**Description of the task**
List every line of the material below that contains the word "person", copying each one in full.

**Exercise data**
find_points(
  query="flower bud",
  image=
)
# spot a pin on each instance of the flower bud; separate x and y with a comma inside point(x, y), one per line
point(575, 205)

* * *

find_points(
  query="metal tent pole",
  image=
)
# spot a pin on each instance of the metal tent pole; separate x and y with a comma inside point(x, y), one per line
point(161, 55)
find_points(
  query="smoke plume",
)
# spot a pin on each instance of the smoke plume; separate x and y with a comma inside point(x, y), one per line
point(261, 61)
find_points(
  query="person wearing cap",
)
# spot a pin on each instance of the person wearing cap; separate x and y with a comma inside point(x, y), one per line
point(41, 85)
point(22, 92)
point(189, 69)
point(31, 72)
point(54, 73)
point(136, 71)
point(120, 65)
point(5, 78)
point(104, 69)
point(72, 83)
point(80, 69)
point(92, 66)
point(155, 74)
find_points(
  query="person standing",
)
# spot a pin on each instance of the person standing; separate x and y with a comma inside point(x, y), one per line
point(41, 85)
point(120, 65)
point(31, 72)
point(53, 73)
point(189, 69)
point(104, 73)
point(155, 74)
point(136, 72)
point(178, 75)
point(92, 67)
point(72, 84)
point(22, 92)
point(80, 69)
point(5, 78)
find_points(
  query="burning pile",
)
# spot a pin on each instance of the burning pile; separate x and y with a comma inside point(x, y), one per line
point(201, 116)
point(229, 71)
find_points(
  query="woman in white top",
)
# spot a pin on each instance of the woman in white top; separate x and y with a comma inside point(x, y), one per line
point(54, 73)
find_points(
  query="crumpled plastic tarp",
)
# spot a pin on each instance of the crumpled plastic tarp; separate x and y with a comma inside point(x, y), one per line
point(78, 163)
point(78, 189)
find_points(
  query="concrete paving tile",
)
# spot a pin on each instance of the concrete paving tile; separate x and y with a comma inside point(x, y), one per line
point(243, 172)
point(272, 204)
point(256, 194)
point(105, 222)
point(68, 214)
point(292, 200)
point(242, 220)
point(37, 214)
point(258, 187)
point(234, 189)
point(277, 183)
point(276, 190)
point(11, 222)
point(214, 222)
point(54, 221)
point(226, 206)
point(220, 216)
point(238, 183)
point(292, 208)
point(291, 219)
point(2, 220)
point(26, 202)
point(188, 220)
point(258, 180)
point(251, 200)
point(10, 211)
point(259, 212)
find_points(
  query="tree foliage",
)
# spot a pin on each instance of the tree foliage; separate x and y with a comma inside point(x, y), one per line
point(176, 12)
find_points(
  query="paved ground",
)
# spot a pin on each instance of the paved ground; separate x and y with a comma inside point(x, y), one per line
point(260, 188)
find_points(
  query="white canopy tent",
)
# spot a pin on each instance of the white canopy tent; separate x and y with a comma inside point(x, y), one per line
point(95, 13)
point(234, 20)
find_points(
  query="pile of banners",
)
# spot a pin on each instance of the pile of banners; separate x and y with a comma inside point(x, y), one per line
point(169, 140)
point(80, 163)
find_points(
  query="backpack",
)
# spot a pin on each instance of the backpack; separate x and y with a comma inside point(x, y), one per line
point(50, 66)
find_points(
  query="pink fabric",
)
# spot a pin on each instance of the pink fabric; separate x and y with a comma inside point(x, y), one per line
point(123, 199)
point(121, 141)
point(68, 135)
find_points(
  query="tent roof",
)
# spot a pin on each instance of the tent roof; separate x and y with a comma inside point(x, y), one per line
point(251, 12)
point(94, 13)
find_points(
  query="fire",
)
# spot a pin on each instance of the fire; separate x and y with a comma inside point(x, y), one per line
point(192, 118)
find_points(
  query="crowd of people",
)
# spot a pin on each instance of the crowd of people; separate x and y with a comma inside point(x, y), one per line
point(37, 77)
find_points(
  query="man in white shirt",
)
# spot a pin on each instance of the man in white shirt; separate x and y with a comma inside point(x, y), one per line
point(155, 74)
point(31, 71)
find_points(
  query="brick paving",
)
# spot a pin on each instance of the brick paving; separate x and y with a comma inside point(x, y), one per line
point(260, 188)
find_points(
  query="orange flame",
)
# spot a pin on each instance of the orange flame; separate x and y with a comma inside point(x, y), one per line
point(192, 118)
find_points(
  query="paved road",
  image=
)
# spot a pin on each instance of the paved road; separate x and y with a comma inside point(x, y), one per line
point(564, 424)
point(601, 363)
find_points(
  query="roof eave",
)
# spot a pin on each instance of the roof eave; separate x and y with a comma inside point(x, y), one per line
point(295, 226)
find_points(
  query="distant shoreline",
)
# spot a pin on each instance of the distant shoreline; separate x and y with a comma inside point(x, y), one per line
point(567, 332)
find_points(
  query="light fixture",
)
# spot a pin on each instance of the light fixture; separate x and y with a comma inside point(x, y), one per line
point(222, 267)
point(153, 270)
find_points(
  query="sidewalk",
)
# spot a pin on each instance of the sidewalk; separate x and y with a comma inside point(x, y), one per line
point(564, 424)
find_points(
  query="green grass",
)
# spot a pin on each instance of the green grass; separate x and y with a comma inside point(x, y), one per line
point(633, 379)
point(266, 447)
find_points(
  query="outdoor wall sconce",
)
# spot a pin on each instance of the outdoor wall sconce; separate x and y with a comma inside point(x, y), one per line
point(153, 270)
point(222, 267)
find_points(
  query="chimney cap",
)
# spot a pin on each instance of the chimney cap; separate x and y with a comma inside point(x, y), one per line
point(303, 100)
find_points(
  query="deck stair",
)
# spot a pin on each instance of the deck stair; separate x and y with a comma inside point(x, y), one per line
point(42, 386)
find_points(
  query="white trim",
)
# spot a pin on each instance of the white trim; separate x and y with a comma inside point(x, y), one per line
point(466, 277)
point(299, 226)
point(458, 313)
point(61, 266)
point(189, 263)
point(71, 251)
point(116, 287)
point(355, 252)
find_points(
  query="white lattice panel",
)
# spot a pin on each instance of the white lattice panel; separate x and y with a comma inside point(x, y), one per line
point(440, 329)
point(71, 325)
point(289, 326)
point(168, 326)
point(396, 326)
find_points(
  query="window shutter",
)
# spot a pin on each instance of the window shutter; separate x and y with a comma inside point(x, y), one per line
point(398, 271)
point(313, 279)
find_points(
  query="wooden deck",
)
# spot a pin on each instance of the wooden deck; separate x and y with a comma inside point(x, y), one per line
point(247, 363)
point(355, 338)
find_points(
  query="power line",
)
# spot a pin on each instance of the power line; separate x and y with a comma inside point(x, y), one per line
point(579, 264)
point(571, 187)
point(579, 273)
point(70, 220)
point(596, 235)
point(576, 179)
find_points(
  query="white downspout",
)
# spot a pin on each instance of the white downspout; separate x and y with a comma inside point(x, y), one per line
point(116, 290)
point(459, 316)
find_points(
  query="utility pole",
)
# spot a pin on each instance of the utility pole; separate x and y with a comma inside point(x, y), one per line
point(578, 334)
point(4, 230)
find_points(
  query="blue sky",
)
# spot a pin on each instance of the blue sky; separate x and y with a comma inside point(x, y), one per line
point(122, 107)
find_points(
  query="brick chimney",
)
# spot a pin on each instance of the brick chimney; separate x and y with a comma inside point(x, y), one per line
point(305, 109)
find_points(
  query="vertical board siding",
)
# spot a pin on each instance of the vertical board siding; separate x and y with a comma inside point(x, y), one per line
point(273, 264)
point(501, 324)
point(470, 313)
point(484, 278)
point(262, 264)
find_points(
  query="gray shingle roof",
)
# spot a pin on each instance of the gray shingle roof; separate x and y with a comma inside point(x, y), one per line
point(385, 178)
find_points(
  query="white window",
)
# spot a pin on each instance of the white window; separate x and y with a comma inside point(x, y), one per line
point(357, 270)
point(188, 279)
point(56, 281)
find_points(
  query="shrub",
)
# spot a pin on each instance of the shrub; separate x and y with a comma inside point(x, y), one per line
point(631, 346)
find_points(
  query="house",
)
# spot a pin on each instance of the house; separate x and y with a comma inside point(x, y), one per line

**The result**
  query="person wearing cap",
# spot a pin on each instance of the person wearing cap; separate x and y with a comma inside point(x, y), one per line
  query="person standing",
# spot a pin on each instance of the person standing; separate x and y with a comma inside point(x, y), one per line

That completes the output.